▶ _Исходный документ_
------------

Латвийское общество, как справедливо отмечает Игорь Пименов (депутат Сейма от оппозиционного «Согласия», ранее — лидер умеренного крыла движения в защиту школ с русским языком обучения — Rus.lsm.lv), довольно-таки дремучее в этом отношении. Если бы оно не было таким дремучим, тогда бы участие в качестве образования со стороны общества было бы более квалифицированным. И мы бы разбирались в таких тонкостях, что нельзя совершить ассимиляцию. Насильственную.

Кроме того, и сами русские обращают мало внимания на свой язык. Я могу отличить сибирский русский от архангельского, тем более, от московского русского. И

когда я слышу балтийский русский, он кажется более плоским. И я бы остерегался наполнения русского языка какими-то односмысловыми, без нюансов, европейскими словами.

Ведь он богат потому, что на одно наше слово в нем имеются слова с разными оттеночными смыслами. Не хотелось бы, чтобы здесь он все это терял, и надо бы все же учиться у россиян всей полноте русского языка.

------------

[Записи из набора данных]
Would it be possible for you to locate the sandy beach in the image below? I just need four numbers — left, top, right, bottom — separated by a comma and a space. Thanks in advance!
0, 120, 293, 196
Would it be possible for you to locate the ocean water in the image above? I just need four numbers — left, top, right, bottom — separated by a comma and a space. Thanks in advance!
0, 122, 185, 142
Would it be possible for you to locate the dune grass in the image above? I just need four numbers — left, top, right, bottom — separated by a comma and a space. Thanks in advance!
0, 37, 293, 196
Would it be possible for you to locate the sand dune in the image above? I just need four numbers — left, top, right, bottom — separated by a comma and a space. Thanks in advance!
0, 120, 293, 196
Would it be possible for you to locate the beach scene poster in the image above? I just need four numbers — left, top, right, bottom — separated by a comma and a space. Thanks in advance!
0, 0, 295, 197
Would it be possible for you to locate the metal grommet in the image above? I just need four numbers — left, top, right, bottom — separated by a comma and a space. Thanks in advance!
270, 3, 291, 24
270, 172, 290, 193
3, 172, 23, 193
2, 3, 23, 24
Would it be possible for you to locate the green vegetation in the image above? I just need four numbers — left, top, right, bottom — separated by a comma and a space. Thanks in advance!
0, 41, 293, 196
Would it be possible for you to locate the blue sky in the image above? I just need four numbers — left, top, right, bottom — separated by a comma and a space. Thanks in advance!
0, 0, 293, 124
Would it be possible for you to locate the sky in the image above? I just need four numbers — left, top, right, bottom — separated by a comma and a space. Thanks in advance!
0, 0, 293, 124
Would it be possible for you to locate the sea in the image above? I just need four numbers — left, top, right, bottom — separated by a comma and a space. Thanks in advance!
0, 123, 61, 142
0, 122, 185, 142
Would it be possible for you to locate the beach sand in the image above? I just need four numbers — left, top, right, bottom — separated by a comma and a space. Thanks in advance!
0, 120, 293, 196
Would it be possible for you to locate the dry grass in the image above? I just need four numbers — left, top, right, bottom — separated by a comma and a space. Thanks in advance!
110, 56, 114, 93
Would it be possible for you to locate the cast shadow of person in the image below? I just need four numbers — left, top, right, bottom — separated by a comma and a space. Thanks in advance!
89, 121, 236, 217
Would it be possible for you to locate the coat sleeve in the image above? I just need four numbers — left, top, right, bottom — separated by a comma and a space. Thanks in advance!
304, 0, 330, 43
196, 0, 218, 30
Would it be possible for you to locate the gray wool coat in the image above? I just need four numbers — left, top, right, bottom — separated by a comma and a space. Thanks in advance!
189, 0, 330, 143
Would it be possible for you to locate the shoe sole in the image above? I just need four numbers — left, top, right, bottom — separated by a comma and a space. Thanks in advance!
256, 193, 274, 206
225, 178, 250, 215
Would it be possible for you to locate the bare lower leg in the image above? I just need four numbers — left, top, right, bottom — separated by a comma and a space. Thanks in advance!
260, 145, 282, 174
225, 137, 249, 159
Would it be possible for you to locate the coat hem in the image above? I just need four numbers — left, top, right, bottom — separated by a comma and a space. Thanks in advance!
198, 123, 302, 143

------------

▶ _Задание_
Ответьте, пожалуйста, на вопросы по тексту о русском языке в Латвии:
1. Депутатом какого органа и от какой партии назван Игорь Пименов?
2. Какие три разновидности русского языка, помимо балтийской, упомянуты в тексте как различимые?
3. Каким кажется балтийский русский по сравнению с ними?

▶ _Полный ответ_
1. Депутатом Сейма от оппозиционного «Согласия».
2. Сибирский, архангельский и московский.
3. Более плоским.